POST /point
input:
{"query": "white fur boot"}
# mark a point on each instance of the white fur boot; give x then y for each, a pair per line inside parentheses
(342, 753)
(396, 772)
************
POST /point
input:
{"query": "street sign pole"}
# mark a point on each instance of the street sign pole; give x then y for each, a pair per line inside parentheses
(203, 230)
************
• [Written task]: Gather every line of the records above that contains the word "give" and copy each one in full.

• [Written response]:
# mark a point on each instance of the white fur boot; give x then y for each, a pair per line inside parentheses
# mark a point on each instance of the street sign pole; give x then y for each, a pair per line inside parentheses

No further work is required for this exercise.